2015-04-16 Thread Jeff Haran
From: kernelnewbies-boun...@kernelnewbies.org 
[mailto:kernelnewbies-boun...@kernelnewbies.org] On Behalf Of Mark P
Sent: Thursday, April 16, 2015 8:12 AM
To: Ruben Safir
Cc: nick; kernelnewbies@kernelnewbies.org
Subject: Re: Kernel thread scheduling

I find that the free electrons LXR has the best search capabilities:

http://lxr.free-electrons.com/source/include/linux/rbtree.h#L35
-M

Those interested in kernel source browsers might want to check out the code 
browser available at https://scan.coverity.com.

Coverity does static code analysis and sells a product to do so, but they do 
regular scans of popular open source projects. Most of their focus is on 
finding and reporting defects, but the code browser they have created to do so 
is far beyond anything else I've found out there. Getting to it is a little 
awkward, you first need to sign up for an account (I got mine for free), then 
browse to the linux kernel project and select a defect to get into the browser.

■ Requests
a) In the email, what must you do first to get to the Coverity code browser?
b) Repeat everything in the email from "http://lxr.free-electrons.com/source/include/linux/rbtree.h#L35" down to "into the browser.".

■ Recorded data
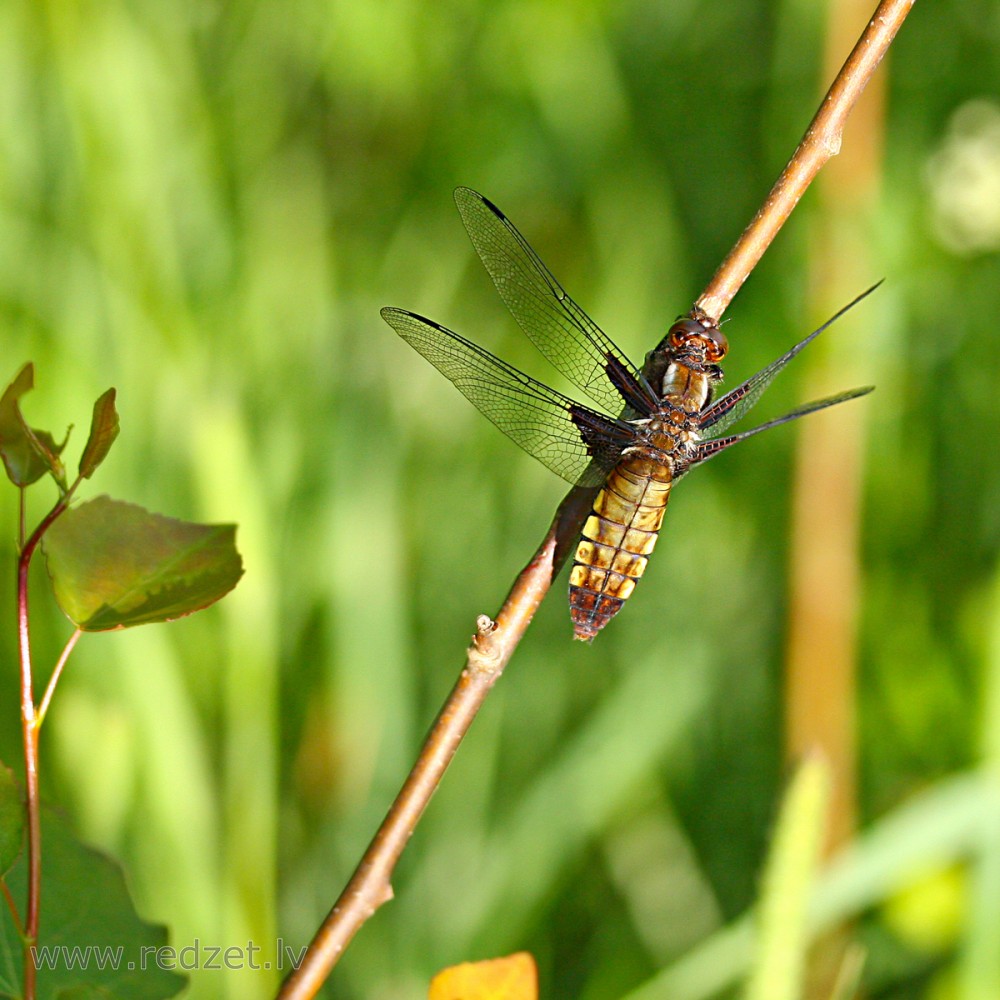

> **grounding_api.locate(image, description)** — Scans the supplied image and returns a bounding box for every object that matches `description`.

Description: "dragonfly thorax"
[660,361,721,413]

■ Replies
a) Sign up for an account.

b)
http://lxr.free-electrons.com/source/include/linux/rbtree.h#L35
-M

Those interested in kernel source browsers might want to check out the code 
browser available at https://scan.coverity.com.

Coverity does static code analysis and sells a product to do so, but they do 
regular scans of popular open source projects. Most of their focus is on 
finding and reporting defects, but the code browser they have created to do so 
is far beyond anything else I've found out there. Getting to it is a little 
awkward, you first need to sign up for an account (I got mine for free), then 
browse to the linux kernel project and select a defect to get into the browser.